Natural-language object grounding data.
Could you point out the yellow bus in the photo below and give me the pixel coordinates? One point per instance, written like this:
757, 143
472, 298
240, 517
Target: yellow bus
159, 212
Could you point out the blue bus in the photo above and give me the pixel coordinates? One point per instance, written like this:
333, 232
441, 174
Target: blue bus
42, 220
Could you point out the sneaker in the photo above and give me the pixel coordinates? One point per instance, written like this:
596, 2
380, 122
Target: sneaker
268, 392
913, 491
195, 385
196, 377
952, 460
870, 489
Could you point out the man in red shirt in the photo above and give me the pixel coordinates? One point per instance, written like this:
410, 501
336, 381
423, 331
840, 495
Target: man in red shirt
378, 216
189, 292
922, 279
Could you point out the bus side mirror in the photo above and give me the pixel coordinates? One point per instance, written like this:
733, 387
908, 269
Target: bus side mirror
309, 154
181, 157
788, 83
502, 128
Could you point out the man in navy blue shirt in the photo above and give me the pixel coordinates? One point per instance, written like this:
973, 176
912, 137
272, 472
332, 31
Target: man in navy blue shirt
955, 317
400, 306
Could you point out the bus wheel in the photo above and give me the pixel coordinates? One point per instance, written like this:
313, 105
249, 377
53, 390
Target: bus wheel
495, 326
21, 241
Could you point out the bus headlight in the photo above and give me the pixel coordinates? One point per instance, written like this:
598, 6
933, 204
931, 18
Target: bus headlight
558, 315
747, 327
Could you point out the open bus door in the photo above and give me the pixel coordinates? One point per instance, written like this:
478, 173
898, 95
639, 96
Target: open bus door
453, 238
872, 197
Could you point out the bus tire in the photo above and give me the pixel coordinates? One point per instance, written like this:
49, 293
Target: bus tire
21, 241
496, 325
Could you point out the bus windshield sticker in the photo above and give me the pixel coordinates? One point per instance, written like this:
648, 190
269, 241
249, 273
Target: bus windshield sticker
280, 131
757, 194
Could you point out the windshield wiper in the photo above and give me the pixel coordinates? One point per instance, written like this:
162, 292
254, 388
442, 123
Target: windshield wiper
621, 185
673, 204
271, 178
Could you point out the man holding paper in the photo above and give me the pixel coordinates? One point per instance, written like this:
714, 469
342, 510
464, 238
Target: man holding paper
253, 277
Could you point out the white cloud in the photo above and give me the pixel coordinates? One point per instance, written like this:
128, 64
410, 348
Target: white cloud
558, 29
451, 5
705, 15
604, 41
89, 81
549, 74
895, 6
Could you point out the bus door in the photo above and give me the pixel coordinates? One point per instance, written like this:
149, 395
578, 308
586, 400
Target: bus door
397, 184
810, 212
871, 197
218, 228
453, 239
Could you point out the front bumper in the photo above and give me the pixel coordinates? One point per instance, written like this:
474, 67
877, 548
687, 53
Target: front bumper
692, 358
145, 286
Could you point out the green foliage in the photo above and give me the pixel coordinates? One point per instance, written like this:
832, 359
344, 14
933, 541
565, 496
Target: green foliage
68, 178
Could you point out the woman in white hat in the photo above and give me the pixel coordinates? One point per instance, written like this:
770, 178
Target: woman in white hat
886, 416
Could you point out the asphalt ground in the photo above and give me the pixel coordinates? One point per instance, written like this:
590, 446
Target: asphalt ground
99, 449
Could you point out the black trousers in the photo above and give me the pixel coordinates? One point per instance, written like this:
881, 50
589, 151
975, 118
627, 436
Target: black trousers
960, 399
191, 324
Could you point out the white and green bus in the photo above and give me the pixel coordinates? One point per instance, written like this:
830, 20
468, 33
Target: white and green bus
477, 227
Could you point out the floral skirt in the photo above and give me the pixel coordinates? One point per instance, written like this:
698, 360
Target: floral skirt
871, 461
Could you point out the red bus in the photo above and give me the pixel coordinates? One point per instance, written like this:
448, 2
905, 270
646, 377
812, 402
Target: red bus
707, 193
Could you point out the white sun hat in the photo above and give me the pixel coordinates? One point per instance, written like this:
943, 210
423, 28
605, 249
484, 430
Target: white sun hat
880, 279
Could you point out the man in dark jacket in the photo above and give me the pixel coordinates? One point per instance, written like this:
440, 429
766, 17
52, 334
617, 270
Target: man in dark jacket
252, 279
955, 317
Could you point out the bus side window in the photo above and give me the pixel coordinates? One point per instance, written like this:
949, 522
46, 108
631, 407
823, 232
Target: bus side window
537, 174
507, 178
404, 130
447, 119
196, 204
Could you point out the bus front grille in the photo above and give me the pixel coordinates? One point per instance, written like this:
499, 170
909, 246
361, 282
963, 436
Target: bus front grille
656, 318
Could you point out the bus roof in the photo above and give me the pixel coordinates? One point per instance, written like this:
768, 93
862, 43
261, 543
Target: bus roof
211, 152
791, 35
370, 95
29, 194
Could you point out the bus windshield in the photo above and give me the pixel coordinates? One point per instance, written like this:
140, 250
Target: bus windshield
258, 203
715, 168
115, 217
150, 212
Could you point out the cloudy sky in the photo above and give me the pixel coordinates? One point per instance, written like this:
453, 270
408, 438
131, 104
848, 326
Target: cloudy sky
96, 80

Action item.
Transcribe every line of the data, exactly as it stands.

Answer section.
Could you point out the yellow bus in the photo below and give me the pixel coordinates? One point per instance, written like this:
757, 143
472, 298
240, 517
Target: yellow bus
159, 212
Could you point out the blue bus in the photo above and give me the pixel coordinates? One point per instance, written like this:
333, 232
441, 174
Target: blue bus
42, 220
Could you point out the sneaker in the photo above and give me the pixel coordinates? One point per instance, written like this:
596, 2
380, 122
Target: sneaker
268, 392
913, 491
195, 385
196, 377
952, 460
870, 489
Could you point out the man in red shirt in the photo above and give me the pixel coordinates? One point per instance, written like this:
410, 501
336, 381
423, 331
840, 495
Target: man in red shirt
378, 216
189, 292
922, 279
Could you point out the bus side mirror in the photo above and give me the pixel coordinates? One point per instance, written like this:
733, 387
908, 269
Target: bus side mirror
309, 154
181, 157
788, 83
502, 128
Could you point out the man in navy blue shirt in the photo above and give me the pixel coordinates? One point per instance, written like this:
973, 176
912, 137
272, 472
332, 31
Target: man in navy blue shirt
955, 317
400, 306
Could you point out the bus wheel in the photo above and give me the pixel coordinates? One point per instance, written like this:
313, 105
249, 377
53, 390
Target: bus wheel
495, 326
21, 241
Could you point out the bus headlight in the photo above and give me the pixel coordinates? One point per instance, written like this:
598, 6
933, 204
931, 18
Target: bus headlight
558, 315
747, 327
Could you point out the open bus door in the photo above and give me the pixel coordinates? One point per instance, written like this:
478, 173
898, 95
639, 96
Target: open bus door
453, 238
872, 197
Could you point out the bus tire in the photo above and give me the pixel coordinates? One point per instance, written like this:
49, 293
Target: bus tire
21, 241
496, 325
Could you point out the bus windshield sticker in the photo above and give me the pixel coordinates? One point per instance, written like this:
648, 190
269, 241
249, 273
Target: bus windshield sticker
280, 131
757, 194
Could you point out the windshield wiper in the photo above and give me the pixel coordinates? One point per instance, written like this:
162, 292
254, 388
442, 123
Target: windshield wiper
621, 185
673, 204
271, 178
Could you point out the man holding paper in the photo above and give me the pixel coordinates? One point per instance, written like this:
714, 469
342, 510
464, 238
Target: man holding paper
253, 277
Could you point out the white cloud in the photo above and give me the pixel coordinates? One point per instance, written like this:
128, 64
410, 348
Target: white cloud
558, 29
451, 5
705, 15
604, 41
89, 81
549, 74
895, 6
Could you point out the bus door in the photo above and give me the pixel coordinates? One point per instance, written like this:
149, 395
578, 308
586, 400
Target: bus door
397, 184
810, 212
871, 197
218, 228
453, 239
Could you point out the front bumper in the photo above and give me the pixel coordinates? One point per instance, written like this:
474, 67
877, 548
687, 53
Target: front bumper
692, 358
145, 286
Could you point out the green foliage in the photo above and give me the pixel coordinates? One point per instance, written like this:
832, 359
344, 14
933, 541
565, 496
Target: green foliage
68, 178
Could you point out the woman in white hat in the photo above and give me the pixel coordinates? One point per instance, written like this:
770, 178
Target: woman in white hat
886, 416
Could you point out the asphalt ground in the photo above and give me the pixel coordinates? One point per instance, written like this:
590, 446
Target: asphalt ground
99, 449
Could you point out the black trousers in the photo above and give me the pixel coordinates? One point per instance, written like this:
881, 50
589, 151
975, 118
627, 436
Target: black trousers
960, 399
191, 324
Could you point out the white and green bus in the photo above and give me the pixel coordinates? One point per instance, written like this:
830, 20
468, 33
Target: white and green bus
477, 227
Could you point out the floral skirt in the photo above and give me the pixel coordinates? One point per instance, written like this:
698, 360
Target: floral skirt
871, 461
Could you point out the red bus in the photo above and give me the pixel coordinates? One point per instance, written like this:
448, 2
905, 270
646, 377
812, 402
Target: red bus
707, 193
Could you point out the white sun hat in the photo above and give me the pixel coordinates? One point per instance, written like this:
943, 210
423, 28
605, 249
484, 430
Target: white sun hat
880, 279
Could you point out the man in dark jacket in the photo above and give me the pixel coordinates? One point per instance, written like this:
440, 429
766, 17
52, 334
617, 270
Target: man in dark jacket
252, 279
955, 317
Could you point out the bus side window in the photo above and give me the pixel coordinates? One point per instance, written like this:
949, 522
46, 108
631, 407
823, 232
Target: bus side window
537, 174
507, 178
404, 130
447, 119
196, 204
Could you point out the bus front grille in the photo above and give me the pixel coordinates? One point per instance, written like this:
499, 170
909, 246
361, 282
963, 436
Target: bus front grille
656, 318
Could you point out the bus roof in the photo above and give me the pixel coordinates? One point per instance, written like this:
768, 93
862, 43
261, 543
Target: bus roof
211, 152
791, 35
370, 95
29, 194
Could you point out the bus windshield in the photo above and give me the pixel coordinates? One point per instance, written like this:
140, 250
Target: bus windshield
258, 203
715, 168
115, 217
150, 212
Could you point out the cloudy sky in the photo above and give me the pixel coordinates? One point per instance, written like this:
453, 270
408, 438
131, 104
848, 326
Target: cloudy sky
96, 80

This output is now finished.